* Information supplied
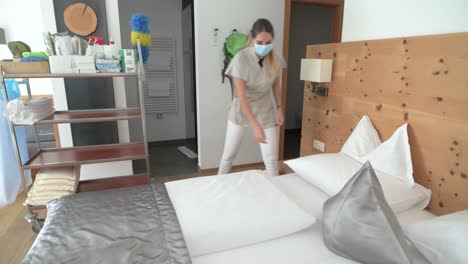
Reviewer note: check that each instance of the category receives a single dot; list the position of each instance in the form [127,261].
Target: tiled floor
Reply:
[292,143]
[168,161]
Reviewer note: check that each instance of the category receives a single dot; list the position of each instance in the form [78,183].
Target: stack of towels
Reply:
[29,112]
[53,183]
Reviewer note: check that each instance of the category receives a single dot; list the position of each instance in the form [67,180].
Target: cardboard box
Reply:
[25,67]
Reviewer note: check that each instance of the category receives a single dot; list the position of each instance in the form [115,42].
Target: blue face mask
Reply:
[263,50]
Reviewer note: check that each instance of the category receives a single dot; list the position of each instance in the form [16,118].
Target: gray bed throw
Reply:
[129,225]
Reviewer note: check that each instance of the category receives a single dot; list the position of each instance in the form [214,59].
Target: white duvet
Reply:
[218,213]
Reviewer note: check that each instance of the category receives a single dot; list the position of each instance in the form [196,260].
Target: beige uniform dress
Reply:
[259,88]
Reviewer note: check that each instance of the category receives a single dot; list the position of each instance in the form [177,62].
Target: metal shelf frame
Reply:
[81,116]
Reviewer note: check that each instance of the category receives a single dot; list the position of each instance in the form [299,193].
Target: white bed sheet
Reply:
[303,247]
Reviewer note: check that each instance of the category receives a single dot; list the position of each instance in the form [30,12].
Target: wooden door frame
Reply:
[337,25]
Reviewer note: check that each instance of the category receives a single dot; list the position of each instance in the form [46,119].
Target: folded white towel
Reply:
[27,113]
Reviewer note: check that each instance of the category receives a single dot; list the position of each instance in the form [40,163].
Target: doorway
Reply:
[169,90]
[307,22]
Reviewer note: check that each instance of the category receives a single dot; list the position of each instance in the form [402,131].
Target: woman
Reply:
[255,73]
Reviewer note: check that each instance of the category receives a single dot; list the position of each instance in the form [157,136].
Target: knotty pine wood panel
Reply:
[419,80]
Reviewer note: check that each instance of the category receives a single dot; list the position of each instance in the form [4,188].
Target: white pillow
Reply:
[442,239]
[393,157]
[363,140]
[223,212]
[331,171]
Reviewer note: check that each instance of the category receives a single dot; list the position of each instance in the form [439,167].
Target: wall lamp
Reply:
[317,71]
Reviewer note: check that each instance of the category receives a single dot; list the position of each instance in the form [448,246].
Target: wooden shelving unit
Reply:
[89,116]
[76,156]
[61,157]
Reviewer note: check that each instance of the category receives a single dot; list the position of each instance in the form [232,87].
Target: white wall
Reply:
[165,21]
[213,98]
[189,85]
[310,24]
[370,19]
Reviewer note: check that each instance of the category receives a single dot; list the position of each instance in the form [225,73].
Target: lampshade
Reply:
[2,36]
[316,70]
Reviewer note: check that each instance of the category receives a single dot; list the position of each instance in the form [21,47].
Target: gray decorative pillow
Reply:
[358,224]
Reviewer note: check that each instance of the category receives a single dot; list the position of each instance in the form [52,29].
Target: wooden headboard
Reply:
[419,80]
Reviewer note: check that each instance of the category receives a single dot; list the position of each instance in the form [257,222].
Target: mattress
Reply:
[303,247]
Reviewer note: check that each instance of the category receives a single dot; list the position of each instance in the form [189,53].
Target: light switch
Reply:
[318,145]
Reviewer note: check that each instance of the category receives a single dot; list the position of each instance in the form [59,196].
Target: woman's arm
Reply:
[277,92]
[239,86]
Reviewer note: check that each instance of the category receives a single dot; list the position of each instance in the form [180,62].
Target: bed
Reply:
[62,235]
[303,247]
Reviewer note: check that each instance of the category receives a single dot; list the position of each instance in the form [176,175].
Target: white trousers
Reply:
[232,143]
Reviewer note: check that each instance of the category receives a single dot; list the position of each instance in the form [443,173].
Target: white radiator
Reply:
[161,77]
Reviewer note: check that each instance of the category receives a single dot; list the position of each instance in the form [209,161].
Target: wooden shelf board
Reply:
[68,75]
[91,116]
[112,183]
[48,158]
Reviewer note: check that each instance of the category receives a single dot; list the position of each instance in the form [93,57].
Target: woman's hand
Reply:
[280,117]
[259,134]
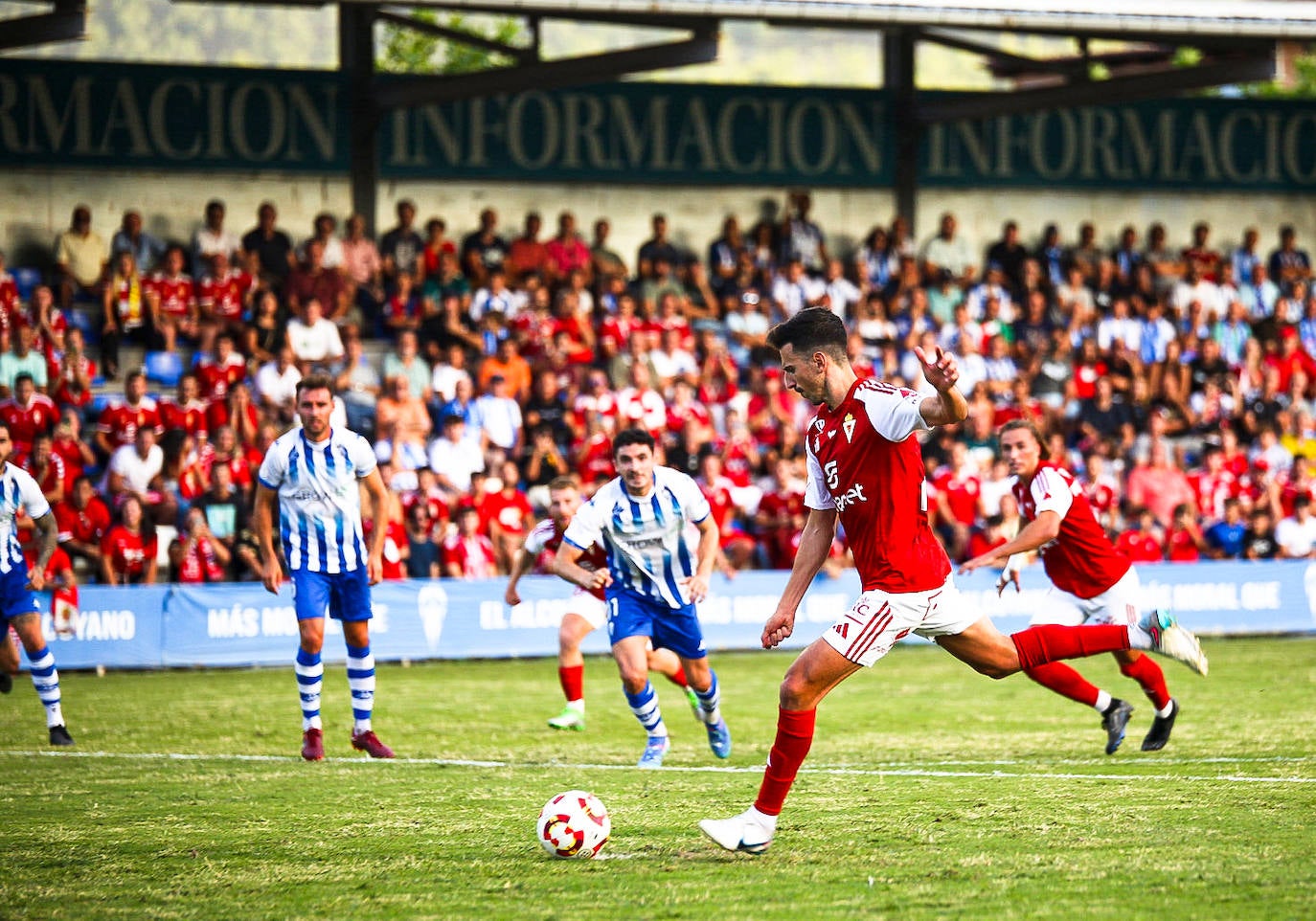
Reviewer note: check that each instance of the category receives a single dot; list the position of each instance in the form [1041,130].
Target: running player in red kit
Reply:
==
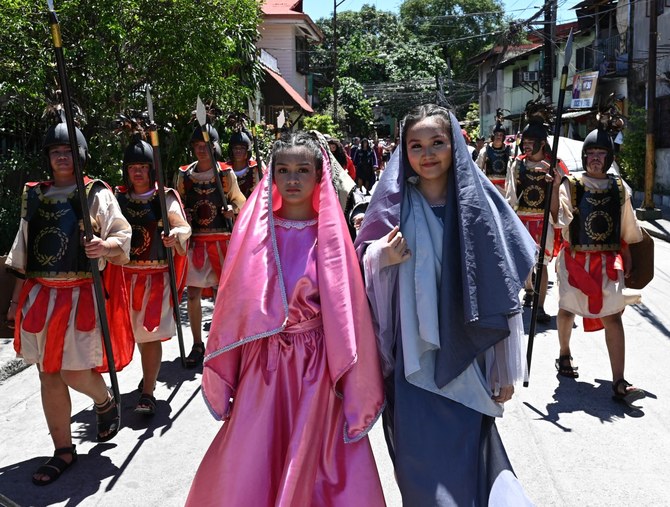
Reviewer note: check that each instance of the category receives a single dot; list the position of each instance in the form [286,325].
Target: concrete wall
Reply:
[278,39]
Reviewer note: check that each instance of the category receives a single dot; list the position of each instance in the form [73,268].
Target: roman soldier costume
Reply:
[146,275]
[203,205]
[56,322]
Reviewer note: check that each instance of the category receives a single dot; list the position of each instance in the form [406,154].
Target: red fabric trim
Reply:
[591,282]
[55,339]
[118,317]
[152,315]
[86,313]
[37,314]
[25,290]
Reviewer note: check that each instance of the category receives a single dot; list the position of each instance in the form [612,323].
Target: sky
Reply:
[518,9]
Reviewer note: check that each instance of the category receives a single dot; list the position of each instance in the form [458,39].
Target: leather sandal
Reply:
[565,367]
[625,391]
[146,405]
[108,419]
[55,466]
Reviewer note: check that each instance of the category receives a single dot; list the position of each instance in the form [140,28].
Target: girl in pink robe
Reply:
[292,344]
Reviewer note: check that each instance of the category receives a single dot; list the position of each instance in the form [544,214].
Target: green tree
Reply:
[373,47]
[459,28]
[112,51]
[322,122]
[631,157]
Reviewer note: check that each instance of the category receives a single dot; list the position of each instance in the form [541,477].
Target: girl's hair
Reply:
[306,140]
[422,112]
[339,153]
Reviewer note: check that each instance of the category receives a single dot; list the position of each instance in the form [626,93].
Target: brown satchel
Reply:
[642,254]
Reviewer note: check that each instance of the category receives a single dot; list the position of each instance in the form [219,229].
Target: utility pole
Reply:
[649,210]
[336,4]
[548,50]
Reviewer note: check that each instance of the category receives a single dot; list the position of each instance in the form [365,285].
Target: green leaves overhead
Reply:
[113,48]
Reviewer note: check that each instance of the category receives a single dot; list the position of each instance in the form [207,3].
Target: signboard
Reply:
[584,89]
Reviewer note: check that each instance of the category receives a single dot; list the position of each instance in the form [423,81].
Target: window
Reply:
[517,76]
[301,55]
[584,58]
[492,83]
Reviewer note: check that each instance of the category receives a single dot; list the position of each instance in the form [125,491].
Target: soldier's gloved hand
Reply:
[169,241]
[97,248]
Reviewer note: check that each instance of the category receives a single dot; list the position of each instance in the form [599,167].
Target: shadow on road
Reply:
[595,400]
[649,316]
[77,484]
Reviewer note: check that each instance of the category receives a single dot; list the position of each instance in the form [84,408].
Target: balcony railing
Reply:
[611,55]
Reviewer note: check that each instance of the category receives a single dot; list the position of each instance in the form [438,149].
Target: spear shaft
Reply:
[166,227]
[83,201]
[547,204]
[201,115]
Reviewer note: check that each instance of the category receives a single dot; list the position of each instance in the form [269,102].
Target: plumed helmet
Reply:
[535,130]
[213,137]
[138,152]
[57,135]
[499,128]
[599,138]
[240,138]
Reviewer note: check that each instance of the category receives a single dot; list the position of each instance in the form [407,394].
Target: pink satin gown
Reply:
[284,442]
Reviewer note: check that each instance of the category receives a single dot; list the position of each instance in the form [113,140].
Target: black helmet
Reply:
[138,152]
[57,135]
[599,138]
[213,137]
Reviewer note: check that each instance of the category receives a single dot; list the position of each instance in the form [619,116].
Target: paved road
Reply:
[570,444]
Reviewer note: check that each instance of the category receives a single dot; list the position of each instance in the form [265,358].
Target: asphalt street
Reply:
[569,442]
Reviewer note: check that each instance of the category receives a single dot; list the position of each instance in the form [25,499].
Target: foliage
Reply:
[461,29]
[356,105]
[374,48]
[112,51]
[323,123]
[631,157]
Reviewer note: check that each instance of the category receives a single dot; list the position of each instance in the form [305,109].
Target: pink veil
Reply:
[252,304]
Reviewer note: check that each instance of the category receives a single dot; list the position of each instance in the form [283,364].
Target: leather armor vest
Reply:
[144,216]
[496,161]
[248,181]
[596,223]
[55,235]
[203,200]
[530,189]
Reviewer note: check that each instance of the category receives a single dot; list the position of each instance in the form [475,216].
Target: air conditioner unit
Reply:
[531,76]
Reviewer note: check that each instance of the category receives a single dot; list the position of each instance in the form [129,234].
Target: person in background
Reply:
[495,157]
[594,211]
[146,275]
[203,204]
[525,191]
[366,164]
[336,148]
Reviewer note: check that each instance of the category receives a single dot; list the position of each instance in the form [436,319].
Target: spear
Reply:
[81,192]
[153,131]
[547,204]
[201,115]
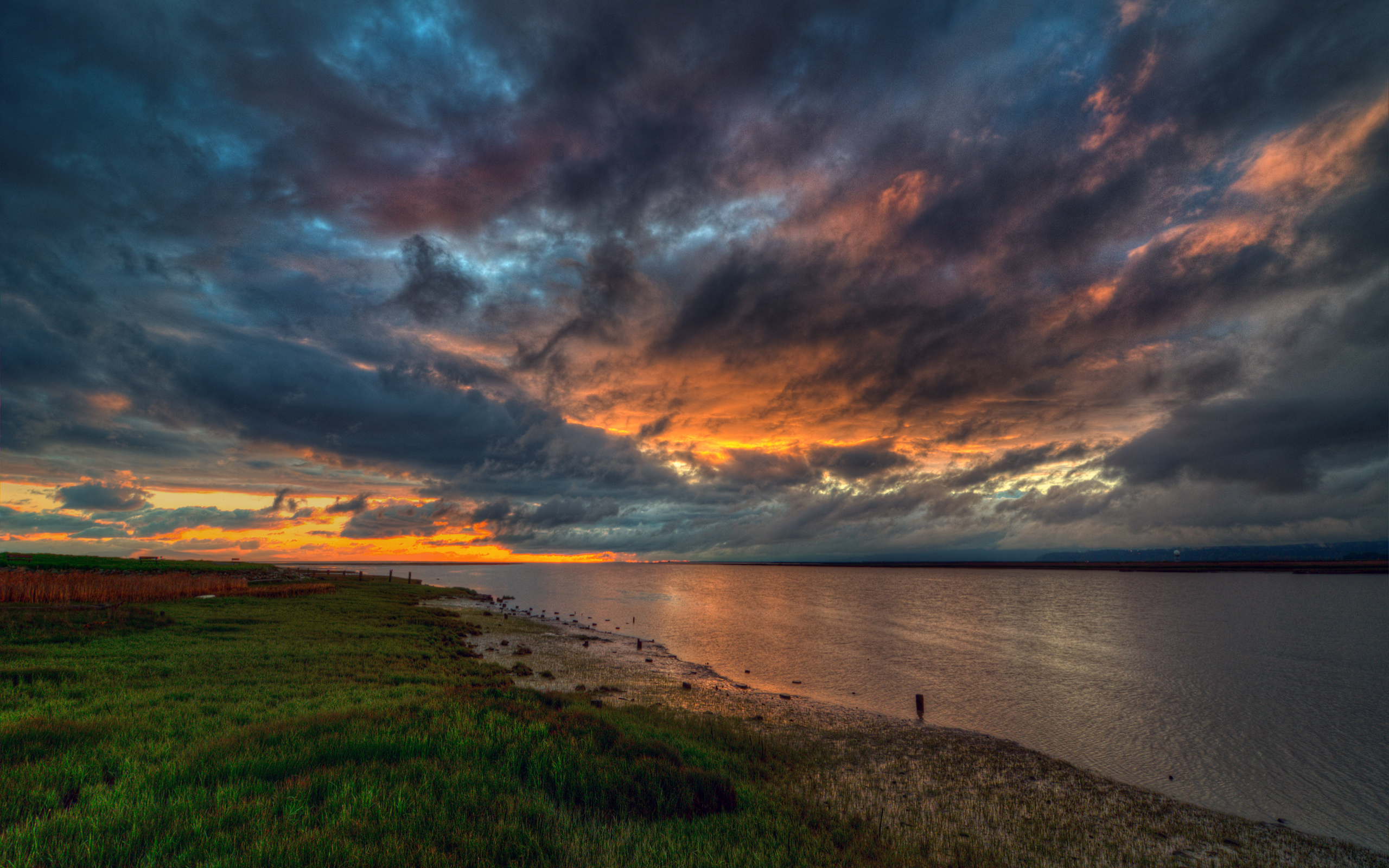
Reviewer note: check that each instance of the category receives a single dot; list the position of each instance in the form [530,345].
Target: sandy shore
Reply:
* * *
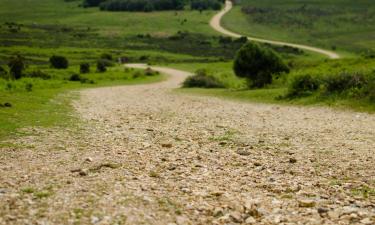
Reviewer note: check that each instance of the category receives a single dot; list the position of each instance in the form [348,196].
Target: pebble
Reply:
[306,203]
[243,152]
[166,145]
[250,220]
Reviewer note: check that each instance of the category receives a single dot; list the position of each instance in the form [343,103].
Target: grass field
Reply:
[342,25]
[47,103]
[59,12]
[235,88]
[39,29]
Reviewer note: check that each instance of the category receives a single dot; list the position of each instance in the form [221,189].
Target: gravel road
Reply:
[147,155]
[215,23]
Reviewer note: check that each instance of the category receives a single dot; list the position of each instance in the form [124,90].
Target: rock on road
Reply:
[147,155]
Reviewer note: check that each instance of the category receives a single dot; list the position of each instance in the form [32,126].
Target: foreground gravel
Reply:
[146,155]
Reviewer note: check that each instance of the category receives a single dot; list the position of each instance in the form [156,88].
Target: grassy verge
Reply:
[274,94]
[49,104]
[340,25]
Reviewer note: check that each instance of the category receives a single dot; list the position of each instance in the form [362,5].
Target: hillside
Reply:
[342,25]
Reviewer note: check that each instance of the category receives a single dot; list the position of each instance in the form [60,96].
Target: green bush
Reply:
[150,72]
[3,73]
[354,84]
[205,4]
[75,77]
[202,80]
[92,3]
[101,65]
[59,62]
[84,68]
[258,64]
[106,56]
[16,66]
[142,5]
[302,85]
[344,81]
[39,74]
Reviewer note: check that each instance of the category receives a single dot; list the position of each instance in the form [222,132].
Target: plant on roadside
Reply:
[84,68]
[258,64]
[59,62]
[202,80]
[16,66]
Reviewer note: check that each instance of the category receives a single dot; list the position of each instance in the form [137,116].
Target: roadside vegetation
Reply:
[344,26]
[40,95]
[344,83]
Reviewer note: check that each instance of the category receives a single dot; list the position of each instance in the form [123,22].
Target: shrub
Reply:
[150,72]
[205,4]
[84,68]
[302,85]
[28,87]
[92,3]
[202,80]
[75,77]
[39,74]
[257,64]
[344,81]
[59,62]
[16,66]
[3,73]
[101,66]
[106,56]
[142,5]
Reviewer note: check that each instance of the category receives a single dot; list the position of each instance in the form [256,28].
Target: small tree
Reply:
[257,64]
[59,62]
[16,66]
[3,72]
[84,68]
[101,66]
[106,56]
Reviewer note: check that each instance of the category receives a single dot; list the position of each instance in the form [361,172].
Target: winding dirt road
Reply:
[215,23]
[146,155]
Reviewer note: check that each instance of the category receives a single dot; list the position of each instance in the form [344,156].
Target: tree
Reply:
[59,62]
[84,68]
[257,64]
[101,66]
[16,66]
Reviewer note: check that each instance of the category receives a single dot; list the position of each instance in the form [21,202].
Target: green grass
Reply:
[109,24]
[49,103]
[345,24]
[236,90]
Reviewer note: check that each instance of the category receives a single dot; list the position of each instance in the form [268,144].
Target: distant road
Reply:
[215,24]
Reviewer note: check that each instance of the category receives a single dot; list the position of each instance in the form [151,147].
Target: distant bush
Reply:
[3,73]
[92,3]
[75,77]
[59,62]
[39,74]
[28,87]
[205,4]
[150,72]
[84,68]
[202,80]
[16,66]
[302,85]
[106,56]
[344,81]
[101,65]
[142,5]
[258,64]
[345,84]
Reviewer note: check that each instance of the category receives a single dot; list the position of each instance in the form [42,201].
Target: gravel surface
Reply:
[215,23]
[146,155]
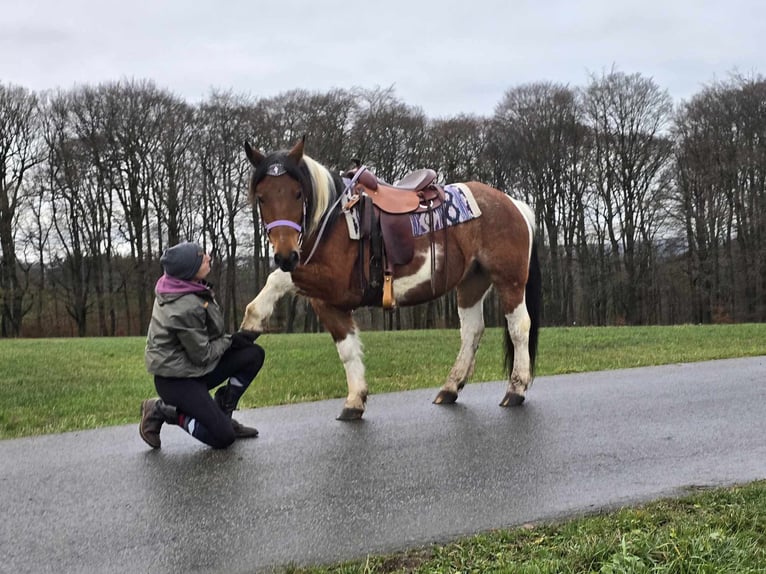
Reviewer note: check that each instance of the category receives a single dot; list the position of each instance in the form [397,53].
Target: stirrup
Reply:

* Stated task
Pick out each line in the items above that contains the word "shelf".

* Final result
Target: metal shelf frame
Target: wooden shelf board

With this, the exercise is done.